BEGIN

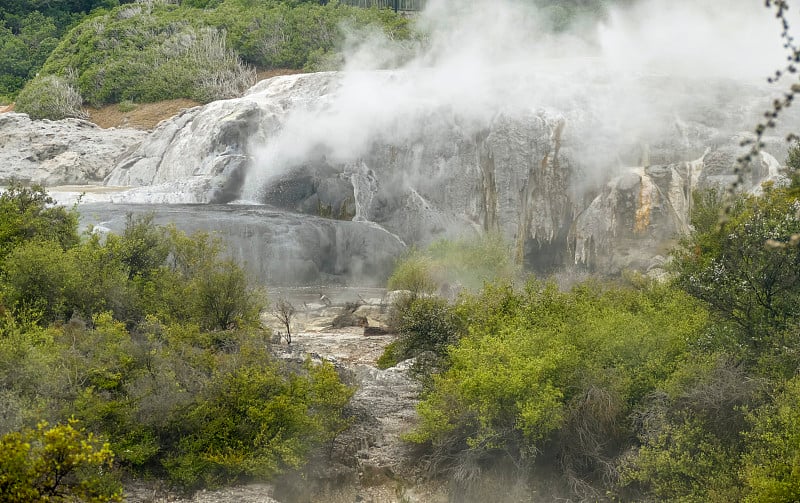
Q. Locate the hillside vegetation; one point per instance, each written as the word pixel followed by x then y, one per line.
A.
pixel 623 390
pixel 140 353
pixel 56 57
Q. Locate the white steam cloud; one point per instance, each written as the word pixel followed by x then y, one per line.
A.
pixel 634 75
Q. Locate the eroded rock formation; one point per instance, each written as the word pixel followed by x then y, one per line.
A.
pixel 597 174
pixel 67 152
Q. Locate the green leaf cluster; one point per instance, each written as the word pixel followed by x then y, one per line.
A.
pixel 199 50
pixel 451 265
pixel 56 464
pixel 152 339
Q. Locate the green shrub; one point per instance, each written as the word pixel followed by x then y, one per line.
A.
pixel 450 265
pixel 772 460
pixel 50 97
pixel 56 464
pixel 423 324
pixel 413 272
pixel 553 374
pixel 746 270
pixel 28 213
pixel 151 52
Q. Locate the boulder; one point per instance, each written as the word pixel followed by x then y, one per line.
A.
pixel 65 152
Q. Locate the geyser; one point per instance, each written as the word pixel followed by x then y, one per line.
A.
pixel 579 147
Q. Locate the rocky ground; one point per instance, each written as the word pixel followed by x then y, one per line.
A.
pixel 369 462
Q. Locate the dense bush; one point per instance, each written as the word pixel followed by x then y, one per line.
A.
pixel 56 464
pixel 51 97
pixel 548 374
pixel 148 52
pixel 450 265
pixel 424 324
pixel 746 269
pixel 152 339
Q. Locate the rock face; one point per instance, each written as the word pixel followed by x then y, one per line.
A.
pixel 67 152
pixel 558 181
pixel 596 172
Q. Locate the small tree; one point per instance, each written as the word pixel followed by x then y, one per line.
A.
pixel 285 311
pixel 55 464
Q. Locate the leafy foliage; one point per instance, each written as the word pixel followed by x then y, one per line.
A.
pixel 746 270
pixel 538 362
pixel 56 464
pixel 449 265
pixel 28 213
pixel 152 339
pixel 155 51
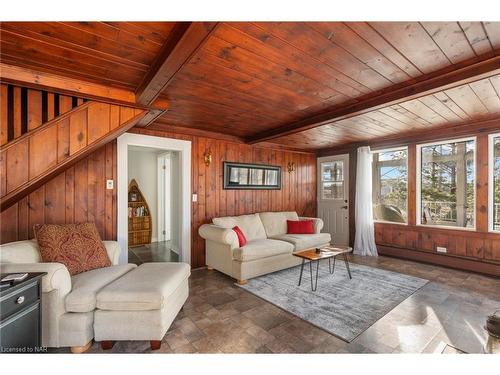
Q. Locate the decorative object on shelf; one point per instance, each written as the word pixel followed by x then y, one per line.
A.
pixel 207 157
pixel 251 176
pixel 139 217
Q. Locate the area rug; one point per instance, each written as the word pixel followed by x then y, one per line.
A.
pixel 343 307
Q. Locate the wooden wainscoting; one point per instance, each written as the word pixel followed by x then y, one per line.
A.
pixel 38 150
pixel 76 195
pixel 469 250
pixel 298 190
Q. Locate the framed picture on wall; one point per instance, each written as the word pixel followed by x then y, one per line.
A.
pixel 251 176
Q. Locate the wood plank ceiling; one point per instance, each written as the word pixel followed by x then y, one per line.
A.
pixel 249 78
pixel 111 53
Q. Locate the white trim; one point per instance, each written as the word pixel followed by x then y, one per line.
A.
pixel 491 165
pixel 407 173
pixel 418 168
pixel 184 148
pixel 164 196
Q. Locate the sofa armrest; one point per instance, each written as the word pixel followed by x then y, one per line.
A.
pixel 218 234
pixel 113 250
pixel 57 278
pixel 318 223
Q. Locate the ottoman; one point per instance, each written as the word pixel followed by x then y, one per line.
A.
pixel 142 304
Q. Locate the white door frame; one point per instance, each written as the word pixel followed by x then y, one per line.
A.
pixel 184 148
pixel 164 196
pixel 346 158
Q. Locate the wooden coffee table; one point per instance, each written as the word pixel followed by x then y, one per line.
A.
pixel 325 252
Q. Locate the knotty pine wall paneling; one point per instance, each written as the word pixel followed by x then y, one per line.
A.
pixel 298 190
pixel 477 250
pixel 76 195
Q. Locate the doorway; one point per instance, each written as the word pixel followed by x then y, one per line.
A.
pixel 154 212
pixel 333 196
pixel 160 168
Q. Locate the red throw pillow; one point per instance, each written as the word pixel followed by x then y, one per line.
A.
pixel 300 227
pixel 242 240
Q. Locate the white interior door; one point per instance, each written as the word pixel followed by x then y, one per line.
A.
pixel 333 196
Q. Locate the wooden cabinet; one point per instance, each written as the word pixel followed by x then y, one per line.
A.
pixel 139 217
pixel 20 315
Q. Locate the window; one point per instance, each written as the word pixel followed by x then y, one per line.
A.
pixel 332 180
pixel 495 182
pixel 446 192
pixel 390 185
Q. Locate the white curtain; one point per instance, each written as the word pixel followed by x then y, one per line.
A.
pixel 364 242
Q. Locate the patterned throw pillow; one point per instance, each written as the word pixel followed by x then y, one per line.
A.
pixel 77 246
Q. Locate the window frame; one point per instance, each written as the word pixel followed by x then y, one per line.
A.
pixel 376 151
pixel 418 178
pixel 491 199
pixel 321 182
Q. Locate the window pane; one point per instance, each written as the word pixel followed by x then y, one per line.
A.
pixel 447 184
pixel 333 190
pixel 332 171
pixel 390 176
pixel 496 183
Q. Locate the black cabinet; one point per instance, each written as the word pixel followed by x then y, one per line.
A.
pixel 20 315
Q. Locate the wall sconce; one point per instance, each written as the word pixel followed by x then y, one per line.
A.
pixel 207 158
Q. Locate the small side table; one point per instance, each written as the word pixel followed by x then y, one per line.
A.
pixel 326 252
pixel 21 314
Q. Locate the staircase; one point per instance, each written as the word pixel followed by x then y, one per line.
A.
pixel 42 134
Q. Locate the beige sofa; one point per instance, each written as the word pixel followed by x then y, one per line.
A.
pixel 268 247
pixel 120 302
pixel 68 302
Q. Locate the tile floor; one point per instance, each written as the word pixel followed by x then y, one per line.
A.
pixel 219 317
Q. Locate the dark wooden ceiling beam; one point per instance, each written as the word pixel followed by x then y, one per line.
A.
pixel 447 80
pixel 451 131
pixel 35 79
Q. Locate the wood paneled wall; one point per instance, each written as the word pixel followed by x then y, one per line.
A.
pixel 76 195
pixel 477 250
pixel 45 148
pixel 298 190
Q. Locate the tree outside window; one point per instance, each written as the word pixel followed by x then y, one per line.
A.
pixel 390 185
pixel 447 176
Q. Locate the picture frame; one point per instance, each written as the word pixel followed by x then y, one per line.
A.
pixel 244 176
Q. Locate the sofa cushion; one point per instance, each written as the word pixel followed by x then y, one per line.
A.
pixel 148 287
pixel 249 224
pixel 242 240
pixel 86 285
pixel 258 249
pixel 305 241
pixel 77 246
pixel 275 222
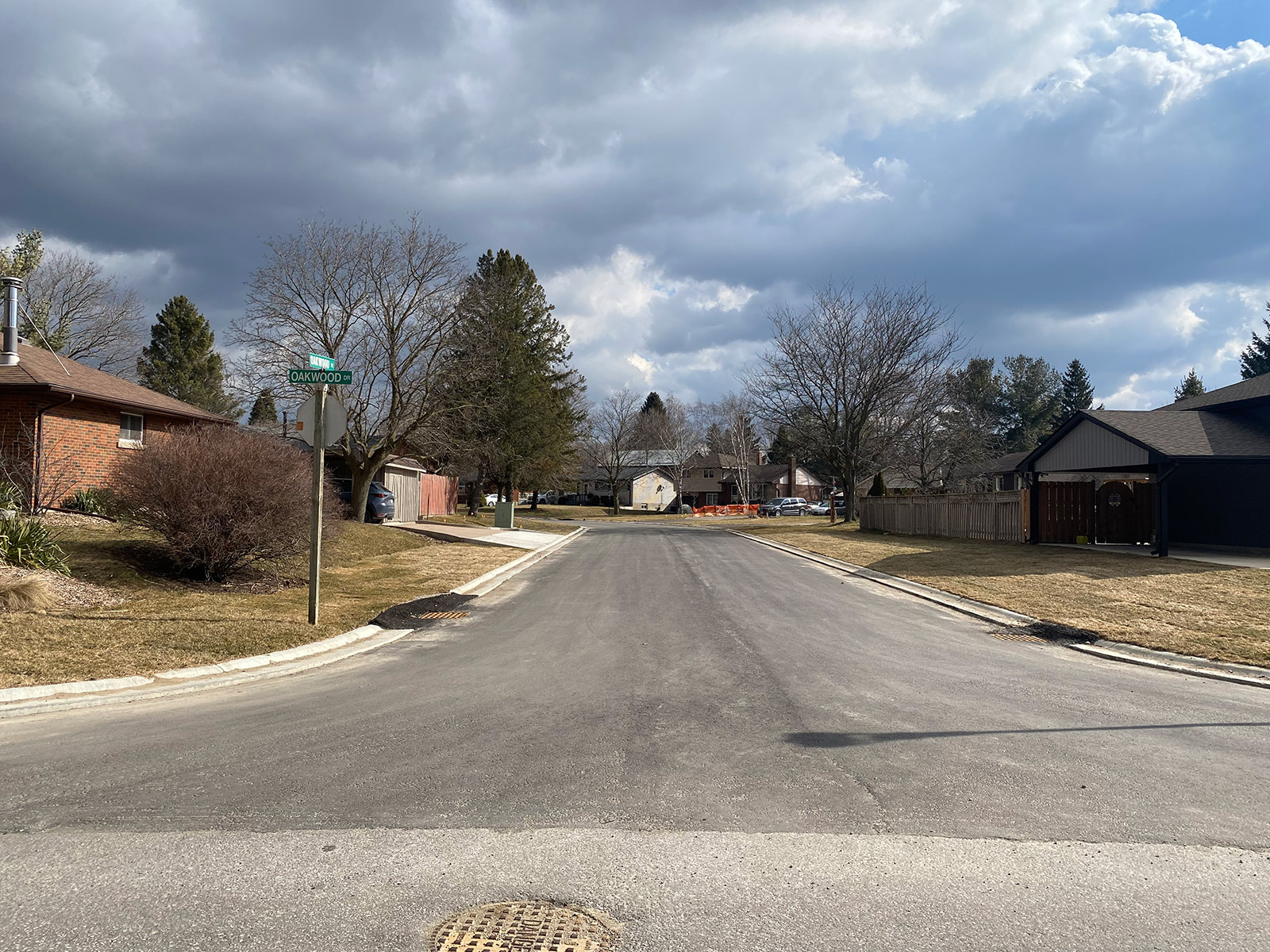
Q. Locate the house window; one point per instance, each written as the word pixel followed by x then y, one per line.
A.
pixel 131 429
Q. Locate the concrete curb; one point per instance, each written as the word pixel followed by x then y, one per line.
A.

END

Please arrange every line of the listing above as a numbered list, skipping blank lines and leaving the pictures out.

Solution to this problem
1. Q. Locate the hillside vegetation; one point per instance, each written as the word pixel followed by x then y, one per line.
2. A.
3. pixel 623 390
4. pixel 140 353
5. pixel 56 57
6. Q. Locate the white steam cloud; one point per instance, each written as the word pixel followed by x then y, one per line.
7. A.
8. pixel 634 75
9. Q. Locate the eroded rock formation; one point per instance, each written as the word pixel followed by x then y, one per line.
10. A.
11. pixel 597 174
12. pixel 67 152
13. Q. Locate the green leaf cluster; one point per instance, each written as the word pixel followed by x then y, one per line.
14. A.
15. pixel 199 50
16. pixel 451 265
17. pixel 56 464
18. pixel 152 339
19. Q. Locate the green shrub; one point per instance, each written as the word pixel followed by x then y, one per line.
20. A.
21. pixel 450 265
22. pixel 772 460
23. pixel 50 97
24. pixel 56 464
25. pixel 423 324
26. pixel 413 272
27. pixel 553 374
28. pixel 746 270
29. pixel 28 213
30. pixel 151 52
31. Q. Locate the boulder; one point per instance, each written as the word pixel followed by x then y, one per line.
32. A.
33. pixel 65 152
34. Q. Locate the geyser; one point per instance, each written as the word pixel followed by x then y, one per line.
35. A.
36. pixel 579 147
37. Q. Locate the rocky ground; one point per instance, each written as the word pixel followed by x then y, one per line.
38. A.
39. pixel 369 462
40. Q. Locate the dense bush; one point per instance, each written as the word pixel followed by x then y, one per line.
41. A.
42. pixel 56 464
43. pixel 51 97
44. pixel 548 374
45. pixel 148 52
46. pixel 450 265
47. pixel 424 324
48. pixel 746 269
49. pixel 152 339
50. Q. Locate the rock face; one point per instance, each written as the word pixel followed by x then y, one per line.
51. A.
52. pixel 67 152
53. pixel 558 181
54. pixel 596 172
55. Q. Locate the small tree; one point per instance, each written as the word pixel followed by x then y, one per line.
56. A.
57. pixel 285 311
58. pixel 55 464
59. Q. Locate the leafy foliage; one point per instance, each written as the word pixel followed by x then y, one per line.
60. A.
61. pixel 746 270
62. pixel 538 362
63. pixel 56 464
64. pixel 449 265
65. pixel 28 213
66. pixel 152 339
67. pixel 155 51
68. Q. Locate the decorative object on shelf; one point per instance, each written as the word pixel followed by x then y, one per line.
69. A.
70. pixel 207 157
71. pixel 251 176
72. pixel 139 217
73. Q. Locate the area rug; one point per instance, each written as the word pixel followed by x then y, one per line.
74. A.
75. pixel 343 307
76. Q. Locate the wooden wainscoting; one point per instance, each written as the word pixel followed by x then y, one per line.
77. A.
78. pixel 38 150
79. pixel 76 195
80. pixel 469 250
81. pixel 298 190
82. Q. Locate the framed picture on wall; one point per instance, each written as the word pixel followed by x then y, one per line.
83. A.
84. pixel 251 176
85. Q. Locate the wood plank ceiling; one point per instance, each written as the word pixel followed by x then y, one per line.
86. A.
87. pixel 249 78
88. pixel 111 53
89. Q. Locate the white trim; one point per instance, each written as the word pixel followed by x then y, one per line.
90. A.
91. pixel 491 165
92. pixel 407 173
93. pixel 418 168
94. pixel 184 148
95. pixel 164 196
96. Q. Locate the sofa armrest; one point per instance, each written as the word pixel followed by x then y, one per line.
97. A.
98. pixel 218 234
99. pixel 113 250
100. pixel 57 278
101. pixel 318 223
102. Q. Locate the ottoman; one point per instance, each written as the word pixel followed by x then y, one per line.
103. A.
104. pixel 142 304
105. Q. Locate the white door frame; one point per instance, each written as the word pixel followed by x then y, one per line.
106. A.
107. pixel 184 148
108. pixel 164 196
109. pixel 346 158
110. Q. Locate the wooden coffee table; one point per instance, each written as the word pixel followed by x then y, one per line.
111. A.
112. pixel 325 252
113. Q. Locate the knotty pine wall paneling; one point per instance, each written as the word pixel followed by x then y, one per line.
114. A.
115. pixel 298 190
116. pixel 477 250
117. pixel 76 195
118. Q. Locate the doorway; one point per instance, each written as the word pixel followed by x then y, one per line.
119. A.
120. pixel 154 212
121. pixel 333 196
122. pixel 160 168
123. Q. Locate the red throw pillow; one point per instance, each written as the word pixel followed by x then y, one per line.
124. A.
125. pixel 300 227
126. pixel 242 240
127. Q. Locate the white interior door; one point per instance, each written as the word pixel followed by x then y, one per line.
128. A.
129. pixel 333 196
130. Q. Locate the wooden cabinet; one point per instance, each written as the word pixel followed by x then y, one per line.
131. A.
132. pixel 139 217
133. pixel 20 315
134. Q. Locate the window; one point per instance, each written as the word pixel followed by x then y, one per line.
135. A.
136. pixel 332 180
137. pixel 495 182
138. pixel 446 192
139. pixel 390 185
140. Q. Locate the white curtain; one point per instance, each written as the word pixel followed by x then y, one per line.
141. A.
142. pixel 364 242
143. Q. Locate the patterned throw pillow; one point per instance, each written as the word pixel followed by x then y, one per line.
144. A.
145. pixel 77 246
146. Q. Locate the window frame; one point per instance, each written as the word pixel followed by x then y, one per line.
147. A.
148. pixel 376 151
149. pixel 418 178
150. pixel 491 199
151. pixel 321 182
152. Q. Locate the window pane; one point per instance, each written as the word pixel followed by x then y, one per line.
153. A.
154. pixel 447 184
155. pixel 333 190
156. pixel 332 171
157. pixel 390 176
158. pixel 496 183
159. Q. Locate the black cabinet; one point per instance, each written as the word pixel followed by x then y, one per line.
160. A.
161. pixel 20 315
162. Q. Locate the wall sconce; one point per instance, each written as the word pixel followed by x then y, one per line.
163. A.
164. pixel 207 158
165. Q. Locate the small side table; one point per instance, each written as the word pixel followed by x then y, one per line.
166. A.
167. pixel 326 252
168. pixel 21 314
169. Q. Locate the staircase; one point per instance, each written as the word pixel followed by x then y, one per line.
170. A.
171. pixel 42 134
172. Q. Locate the beige sofa; one point per instance, each written as the word pixel followed by x then y, one per line.
173. A.
174. pixel 268 247
175. pixel 120 302
176. pixel 68 302
177. Q. Locate the tile floor; one point per instance, each written as the word pixel followed by x then y, one per line.
178. A.
179. pixel 219 317
180. Q. Locate the dark wooden ceiling beam; one point per instance, each written as the word pixel followed by x then y, one per line.
181. A.
182. pixel 447 80
183. pixel 451 131
184. pixel 35 79
185. Q. Locate the wood paneled wall; one point per instance, each written as the word pixel followed by x then y, one per line.
186. A.
187. pixel 76 195
188. pixel 477 250
189. pixel 45 148
190. pixel 298 190
191. Q. Locate the tree outside window; one point per instance, each written as the word pixel followed by x then y, one per line.
192. A.
193. pixel 390 185
194. pixel 447 176
195. Q. Locate the picture frame; one point per instance, each written as the word pixel followed by x then y, one per line.
196. A.
197. pixel 244 176
198. Q. Locate the sofa cushion; one point per instance, each written as the word pixel followed by x then y, one per line.
199. A.
200. pixel 148 287
201. pixel 249 224
202. pixel 242 240
203. pixel 86 285
204. pixel 258 249
205. pixel 305 241
206. pixel 77 246
207. pixel 275 222
208. Q. Locate the house window; one point per instance, each written as the word pixel followed by x then y, one per line.
209. A.
210. pixel 131 429
211. Q. Locate the concrete curb; one point per instance, each written as the word pixel followed by x then y, one per line.
212. A.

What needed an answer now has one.